## start EXERCISE MATERIALS

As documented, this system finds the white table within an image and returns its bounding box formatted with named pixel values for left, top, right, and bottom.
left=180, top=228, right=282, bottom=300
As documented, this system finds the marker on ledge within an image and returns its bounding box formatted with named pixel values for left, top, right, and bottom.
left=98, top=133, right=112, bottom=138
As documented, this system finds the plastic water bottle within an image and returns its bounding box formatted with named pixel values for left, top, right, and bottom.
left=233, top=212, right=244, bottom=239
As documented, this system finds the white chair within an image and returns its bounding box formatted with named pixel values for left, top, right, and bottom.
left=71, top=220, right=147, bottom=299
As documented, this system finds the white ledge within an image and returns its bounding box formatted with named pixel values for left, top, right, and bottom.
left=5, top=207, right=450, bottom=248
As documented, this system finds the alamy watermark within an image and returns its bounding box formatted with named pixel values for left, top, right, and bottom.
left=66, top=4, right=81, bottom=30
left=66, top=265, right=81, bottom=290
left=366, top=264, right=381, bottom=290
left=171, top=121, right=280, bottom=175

## end EXERCISE MATERIALS

▶ THE EXERCISE
Write out every line of the records above as a JSON array of strings, one string per line, leaving out blank lines.

▶ ANSWER TO THIS PROBLEM
[
  "As documented, this system finds the white table within an image and returns its bounding box formatted with named pixel values for left, top, right, and bottom.",
  "left=180, top=228, right=282, bottom=300",
  "As documented, this system finds the marker on ledge within an image and returns its bounding box formatted with named pixel values for left, top, right, and bottom.",
  "left=98, top=133, right=112, bottom=138",
  "As documented, this system finds the plastic water bottle within an image and returns its bounding box formatted with named pixel values for left, top, right, and bottom.",
  "left=233, top=212, right=244, bottom=239",
  "As documented, this system finds the white chair within an image and returns its bounding box formatted with named pixel values for left, top, right, and bottom.",
  "left=71, top=220, right=147, bottom=299",
  "As documented, this system finds the white ledge within an image and returns its bounding box formatted with named pixel values for left, top, right, and bottom.",
  "left=5, top=207, right=450, bottom=248",
  "As documented, this system finds the alamy watermark within an image and returns its bounding box formatted with named pixel values for left, top, right, and bottom.",
  "left=66, top=4, right=81, bottom=30",
  "left=66, top=265, right=81, bottom=290",
  "left=366, top=264, right=381, bottom=290",
  "left=171, top=121, right=280, bottom=175"
]